Stated goal 1 ▸ In the records, substitute "central point" for "innermost point" in the lines starting with the line that contains "on shelf in the photo above." and going on through the line that contains "handle in the photo above.", changing nothing else. Leave the pictures out of your answer.

Excerpted passage ▸

The cover member 25 d is spaced from the oscillation member 11 and is arranged approximately in parallel with the oscillation member 11 at a side opposite to the horn housing 10 with respect to the oscillation member 11. The outer peripheral end portion of the cover member 25 d is wound and fastened to the outer peripheral end portion of the horn housing 10 to be overlapped with the outer peripheral end portion of the oscillation member 11 and the outer peripheral end portion of the horn housing 10. That is, the outer peripheral end portion of the cover member 25 d is bent to have a recess portion, and the outer peripheral end portions of the oscillation member 11 and the horn housing 10 are inserted into the recess portion to be fastened and fixed to the outer peripheral end portion of the cover member 25 d. The sonic inlet portion 25 a is provided at a center area of the cover member 25 d.
The resonance tube 25 includes a scroll portion 25 h defining therein a scroll sonic passage 25 g. The scroll sonic passage 25 g is formed between the cover member 25 d and a parallel wall portion 25 e extending approximately in parallel with the cover member 25 d, such that a passage sectional area 25 f (e.g., rectangular sectional area) is gradually increased in the scroll sonic passage 25 g. A trumpet portion 25 j is provided integrally with the scroll portion 25 h such that the passage sectional area 25 f is rapidly increased in the trumpet portion 25 j as toward the sonic outlet portion 25 b. The trumpet portion 25 j includes an orthogonal wall surface 25 i for defining the sonic passage 25 g, and the orthogonal wall surface 25 i is provided to protrude approximately perpendicularly from a surface of the parallel wall portion 25 e. That is, the trumpet portion 25 j is integrally provided with the scroll portion 25 h to continuously define the sonic passage 25 g in the resonance tube 25.

Data provided ▸

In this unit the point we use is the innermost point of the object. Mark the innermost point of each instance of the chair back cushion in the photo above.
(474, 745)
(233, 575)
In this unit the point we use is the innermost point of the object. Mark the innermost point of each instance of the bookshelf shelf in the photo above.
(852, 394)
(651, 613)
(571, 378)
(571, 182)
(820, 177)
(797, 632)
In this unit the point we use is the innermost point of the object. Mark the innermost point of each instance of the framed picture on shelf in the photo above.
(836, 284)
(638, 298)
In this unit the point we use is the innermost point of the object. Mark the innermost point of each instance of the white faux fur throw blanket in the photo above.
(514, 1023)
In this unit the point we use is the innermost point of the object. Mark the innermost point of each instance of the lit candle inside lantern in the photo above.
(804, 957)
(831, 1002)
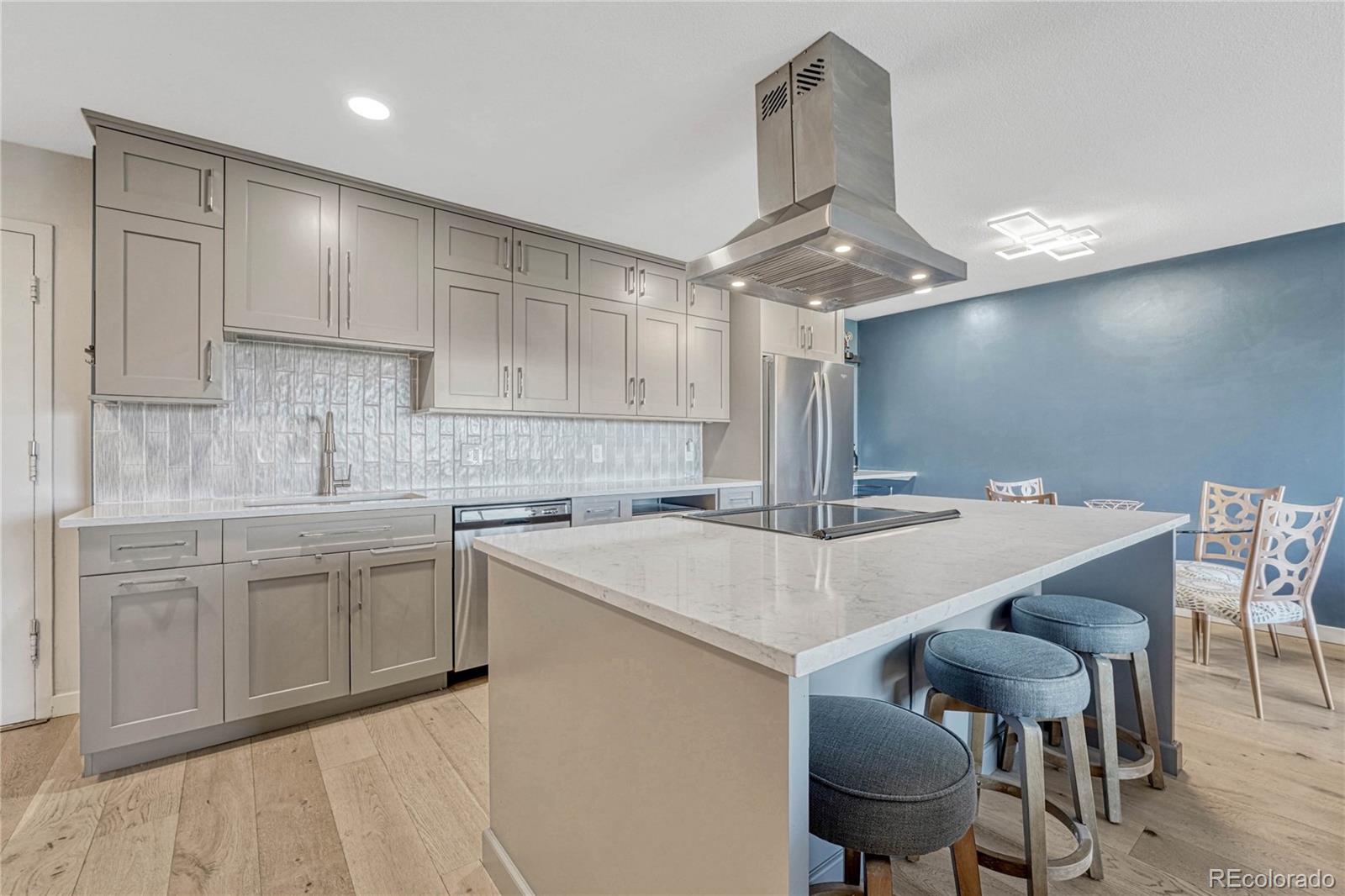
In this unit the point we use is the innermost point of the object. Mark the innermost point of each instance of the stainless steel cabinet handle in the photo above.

==

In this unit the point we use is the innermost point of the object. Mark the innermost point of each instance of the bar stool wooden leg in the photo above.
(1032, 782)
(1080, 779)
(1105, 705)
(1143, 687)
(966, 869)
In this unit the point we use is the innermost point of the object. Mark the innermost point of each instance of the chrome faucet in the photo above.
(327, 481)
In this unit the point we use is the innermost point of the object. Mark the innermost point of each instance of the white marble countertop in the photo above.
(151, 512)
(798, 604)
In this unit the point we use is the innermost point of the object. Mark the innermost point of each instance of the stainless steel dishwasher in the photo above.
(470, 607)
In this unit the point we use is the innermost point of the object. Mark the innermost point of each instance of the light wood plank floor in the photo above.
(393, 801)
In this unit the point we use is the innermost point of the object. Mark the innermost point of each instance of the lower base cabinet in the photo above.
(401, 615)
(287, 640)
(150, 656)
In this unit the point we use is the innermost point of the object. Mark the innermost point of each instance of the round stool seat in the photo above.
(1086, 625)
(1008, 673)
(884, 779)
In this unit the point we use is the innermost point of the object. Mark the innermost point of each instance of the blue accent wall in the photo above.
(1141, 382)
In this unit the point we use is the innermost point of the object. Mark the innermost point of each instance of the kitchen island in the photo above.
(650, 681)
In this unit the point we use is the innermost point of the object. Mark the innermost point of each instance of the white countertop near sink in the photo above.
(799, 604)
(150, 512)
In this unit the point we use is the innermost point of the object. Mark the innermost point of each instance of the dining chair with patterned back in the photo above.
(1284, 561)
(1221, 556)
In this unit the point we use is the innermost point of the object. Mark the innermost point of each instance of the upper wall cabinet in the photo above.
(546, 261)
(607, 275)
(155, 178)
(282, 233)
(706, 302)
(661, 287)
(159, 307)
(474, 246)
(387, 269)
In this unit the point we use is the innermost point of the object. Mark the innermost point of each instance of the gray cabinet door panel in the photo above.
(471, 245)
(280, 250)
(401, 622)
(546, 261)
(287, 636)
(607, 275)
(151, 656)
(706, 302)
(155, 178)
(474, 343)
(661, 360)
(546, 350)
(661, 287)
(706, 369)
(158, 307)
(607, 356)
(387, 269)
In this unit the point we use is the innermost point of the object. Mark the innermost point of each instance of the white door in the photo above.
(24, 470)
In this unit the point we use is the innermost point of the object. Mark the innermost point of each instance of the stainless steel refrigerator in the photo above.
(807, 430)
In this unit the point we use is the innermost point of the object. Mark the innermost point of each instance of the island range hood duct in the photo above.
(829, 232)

Stated goal 2 ▸
Answer these questions from the passage on the horn's resonance tube.
(a) Where on the cover member 25 d is the sonic inlet portion 25 a provided?
(b) What protrudes approximately perpendicularly from a surface of the parallel wall portion 25 e?
(c) How does the passage sectional area 25 f change in the trumpet portion 25 j?

Task output 1 ▸
In this unit the point we use is the central point of the object. Mark the central point of each instance of the framed picture on shelf in the photo above.
(836, 284)
(638, 298)
In this unit the point we use is the central point of the object. Mark the central point of each instance of the white faux fur throw blanket in the photo above.
(514, 1023)
In this unit the point we use is the central point of the object. Mark the central point of each instance of the lit candle inside lantern in the photo above.
(804, 957)
(831, 1002)
In this unit the point we use is the central point of the object. Mark the central point of each instance of the stainless steel cabinet handle in the photo above.

Task output 2 ▸
(a) It is provided at a center area of the cover member 25 d.
(b) The orthogonal wall surface 25 i of the trumpet portion 25 j protrudes that way.
(c) It increases rapidly toward the sonic outlet portion 25 b.